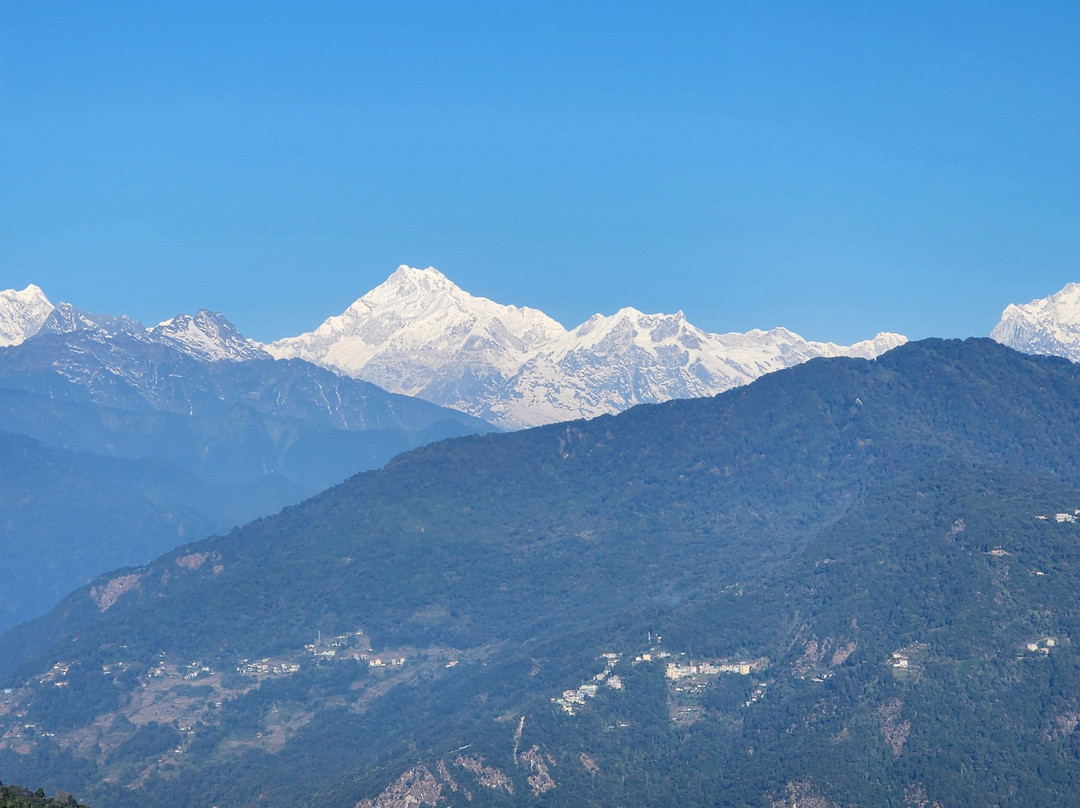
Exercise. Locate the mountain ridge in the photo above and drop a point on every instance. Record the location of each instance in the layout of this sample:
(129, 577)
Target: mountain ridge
(1049, 325)
(419, 334)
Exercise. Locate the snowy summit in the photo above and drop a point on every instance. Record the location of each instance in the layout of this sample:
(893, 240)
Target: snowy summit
(22, 314)
(420, 334)
(1050, 325)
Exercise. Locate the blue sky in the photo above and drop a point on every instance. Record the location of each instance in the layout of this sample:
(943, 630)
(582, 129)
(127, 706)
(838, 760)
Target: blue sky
(838, 169)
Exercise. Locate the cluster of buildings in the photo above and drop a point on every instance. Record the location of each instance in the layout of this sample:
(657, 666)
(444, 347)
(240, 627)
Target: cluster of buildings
(576, 698)
(1043, 646)
(676, 671)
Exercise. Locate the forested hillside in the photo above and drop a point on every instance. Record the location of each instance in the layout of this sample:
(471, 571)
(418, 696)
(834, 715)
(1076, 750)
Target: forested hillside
(850, 581)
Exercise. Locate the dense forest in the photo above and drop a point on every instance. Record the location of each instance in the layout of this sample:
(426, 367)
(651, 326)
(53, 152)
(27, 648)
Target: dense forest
(851, 581)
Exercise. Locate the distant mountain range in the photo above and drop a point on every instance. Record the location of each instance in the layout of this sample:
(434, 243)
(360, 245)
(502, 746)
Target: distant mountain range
(140, 439)
(421, 335)
(1049, 326)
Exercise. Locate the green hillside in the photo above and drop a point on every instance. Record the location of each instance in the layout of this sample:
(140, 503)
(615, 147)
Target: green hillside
(850, 581)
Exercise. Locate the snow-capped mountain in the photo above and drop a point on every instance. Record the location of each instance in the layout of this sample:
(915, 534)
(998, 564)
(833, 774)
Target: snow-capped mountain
(207, 336)
(1050, 325)
(22, 313)
(420, 334)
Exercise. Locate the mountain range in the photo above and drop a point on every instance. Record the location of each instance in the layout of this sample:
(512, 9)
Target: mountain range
(848, 582)
(1050, 325)
(121, 442)
(421, 335)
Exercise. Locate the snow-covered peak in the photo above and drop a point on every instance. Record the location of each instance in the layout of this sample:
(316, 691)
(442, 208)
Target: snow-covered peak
(22, 313)
(419, 334)
(67, 319)
(415, 323)
(206, 336)
(1050, 325)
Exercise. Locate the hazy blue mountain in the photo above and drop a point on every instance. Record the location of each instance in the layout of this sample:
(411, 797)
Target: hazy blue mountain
(850, 582)
(146, 439)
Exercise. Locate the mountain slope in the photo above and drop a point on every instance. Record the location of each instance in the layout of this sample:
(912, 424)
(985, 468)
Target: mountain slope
(180, 392)
(196, 428)
(419, 334)
(68, 517)
(844, 562)
(1050, 325)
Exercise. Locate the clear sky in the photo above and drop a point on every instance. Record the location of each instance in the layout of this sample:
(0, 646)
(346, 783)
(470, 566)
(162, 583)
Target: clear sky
(835, 167)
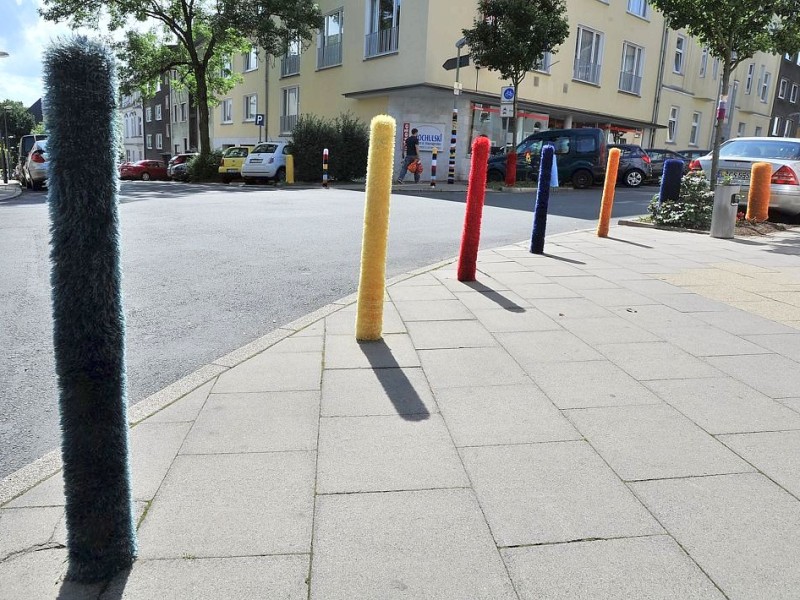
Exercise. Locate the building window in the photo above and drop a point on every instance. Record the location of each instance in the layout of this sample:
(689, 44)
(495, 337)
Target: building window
(748, 82)
(680, 50)
(630, 76)
(250, 107)
(290, 109)
(329, 40)
(638, 8)
(588, 55)
(765, 87)
(672, 123)
(703, 62)
(783, 87)
(383, 27)
(695, 133)
(251, 60)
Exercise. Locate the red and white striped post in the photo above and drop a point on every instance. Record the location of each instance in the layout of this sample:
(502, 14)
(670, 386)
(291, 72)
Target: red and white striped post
(325, 168)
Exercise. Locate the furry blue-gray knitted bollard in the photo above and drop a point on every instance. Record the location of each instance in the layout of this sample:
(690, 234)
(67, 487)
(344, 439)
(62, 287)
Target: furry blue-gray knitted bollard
(88, 322)
(542, 199)
(671, 180)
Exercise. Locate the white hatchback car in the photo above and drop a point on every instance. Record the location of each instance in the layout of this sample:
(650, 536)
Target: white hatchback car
(266, 161)
(736, 158)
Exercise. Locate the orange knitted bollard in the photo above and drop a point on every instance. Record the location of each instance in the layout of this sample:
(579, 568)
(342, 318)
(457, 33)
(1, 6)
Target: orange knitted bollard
(758, 197)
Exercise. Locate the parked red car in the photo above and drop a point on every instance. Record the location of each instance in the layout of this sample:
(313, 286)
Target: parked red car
(144, 170)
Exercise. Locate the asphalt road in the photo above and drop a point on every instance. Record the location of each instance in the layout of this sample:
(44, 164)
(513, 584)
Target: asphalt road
(207, 269)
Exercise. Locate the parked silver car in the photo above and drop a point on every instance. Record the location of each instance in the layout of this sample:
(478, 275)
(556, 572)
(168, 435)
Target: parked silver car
(736, 158)
(36, 166)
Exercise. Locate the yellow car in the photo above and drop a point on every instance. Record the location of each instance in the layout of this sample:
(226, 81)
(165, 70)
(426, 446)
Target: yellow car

» **PROMPT**
All of the material above is to be copied exactly, except for its images.

» **EXERCISE RESULT**
Exercise. Locate the mountain ridge in the photo above and drop a point on every instance. Record the location of each instance in the layout of this sample:
(129, 577)
Target: mountain ridge
(1049, 325)
(419, 334)
Exercise. Locate the snowy summit in the photo above and drop a point on every instance. Record the location of each instance in the layout of this sample:
(893, 240)
Target: snowy summit
(22, 314)
(420, 334)
(1050, 325)
Exercise. Locate the blue sky in the photo above and drop a point on every instance. Record the location of each instance in the layout of this sample:
(943, 630)
(582, 129)
(127, 706)
(838, 760)
Target: blue sky
(838, 169)
Exercise. Locate the cluster of buildings in the photo above and drop a point on every instance. Record the location of each instance in the layout of this sample:
(657, 666)
(444, 347)
(240, 627)
Target: cluster of buildings
(576, 698)
(1043, 646)
(676, 671)
Exercise. Locate the forested hillside in the photo above and drop a point on every instance. Record the location of each instance in the layout of this sample:
(471, 571)
(418, 696)
(834, 715)
(1076, 750)
Target: forested hillside
(850, 581)
Exercise. Locate the dense forest in the photo above and drop a point on every instance. Record the location of each instance in the layout of this sample:
(426, 367)
(651, 326)
(53, 152)
(27, 648)
Target: dense forest
(851, 581)
Exercise. Locate the distant mountain range in the photo above and drop a point on every instance. Record the location of each instance in the layout of this sample:
(434, 243)
(360, 245)
(502, 746)
Target: distant mountain range
(140, 439)
(421, 335)
(1049, 326)
Exercise. Locate the green hillside in the photo above and drop a point on every instance. Record the location of each instance in the layout of this sample:
(140, 503)
(615, 147)
Target: green hillside
(850, 581)
Exercise. Locate the snow-capped mountain in the photo above and drop a point on every instance. Record the location of each instance in the layout of this sample:
(915, 534)
(998, 564)
(833, 774)
Target: snow-capped mountain
(207, 336)
(1050, 325)
(22, 313)
(420, 334)
Exercise. Locate the mountain range in the photo above and drop a point on every instance. Record the location of each instance in the layout of this sample:
(512, 9)
Target: mountain range
(848, 582)
(1050, 325)
(121, 442)
(421, 335)
Exercise. Locate the snow-covered peak in the photo above and drop a point on every instance. Record the location of each instance in the layout of this sample:
(316, 691)
(442, 208)
Target: snow-covered peak
(22, 313)
(419, 334)
(67, 319)
(415, 323)
(206, 336)
(1050, 325)
Exercise. Locate the hazy blue mountain in the photo above and drop a point on every instance. Record the location of each instance in the layout of this sample:
(411, 797)
Target: hazy blue mountain
(850, 582)
(146, 439)
Exercise. Locate the mountain slope in the photo above and drop a point on every instance. Record the location of each instance in the layout of this sample:
(912, 424)
(985, 468)
Target: mountain slope
(180, 392)
(196, 428)
(419, 334)
(68, 517)
(844, 562)
(1050, 325)
Exercise. Locate the clear sky in the photo above and drop a point on every instance. Record the location of each instance in the layout of this sample:
(0, 646)
(346, 783)
(470, 566)
(162, 583)
Target: clear sky
(835, 167)
Exercise. Locate the building window in the photo above and drop a point on every instance. Record the location of each instance in the layout of this sample:
(689, 44)
(495, 337)
Target: building window
(748, 82)
(680, 50)
(630, 76)
(250, 107)
(290, 109)
(329, 40)
(638, 8)
(588, 55)
(765, 87)
(672, 123)
(703, 62)
(783, 87)
(383, 27)
(695, 133)
(251, 60)
Exercise. Locate the red and white striped post in the photo above and drop a point on every instance. Record the location of each instance in the layout of this sample:
(502, 14)
(670, 386)
(291, 72)
Target: red and white striped post
(325, 168)
Exercise. Locate the furry blue-gray knitted bollard in the photo above and drop a point on every instance. Record the location of each instance in the layout of this sample:
(690, 234)
(67, 487)
(344, 439)
(62, 287)
Target: furry blue-gray knitted bollard
(88, 322)
(542, 199)
(671, 180)
Exercise. Locate the white hatchback car in the photo above and drop a point on every instance. Record the location of each instance in the layout of this sample:
(650, 536)
Target: white hatchback car
(266, 161)
(736, 158)
Exercise. Locate the orange knitted bollard in the photo above and drop a point on every instance. Record the location of each instance in the layout of this sample:
(579, 568)
(342, 318)
(457, 33)
(1, 6)
Target: orange knitted bollard
(758, 197)
Exercise. Locate the parked red car in the photo above and drop a point on every instance. Record the location of each instance in the layout of this sample:
(313, 286)
Target: parked red car
(144, 170)
Exercise. Locate the asphalt road in the photo above and drop a point on every instance. Record the location of each instance in the layout of this sample:
(44, 164)
(513, 584)
Target: asphalt road
(207, 269)
Exercise. Locate the parked silver car in the photo above and drop a point on every instance. Record the location of each instance in the layout of this sample:
(478, 275)
(556, 572)
(168, 435)
Target: parked silver car
(736, 158)
(36, 166)
Exercise. Locate the yellow car in the photo above and drop a point on every instance. Record the location of each instance in the layout of this sample:
(226, 81)
(165, 70)
(426, 446)
Target: yellow car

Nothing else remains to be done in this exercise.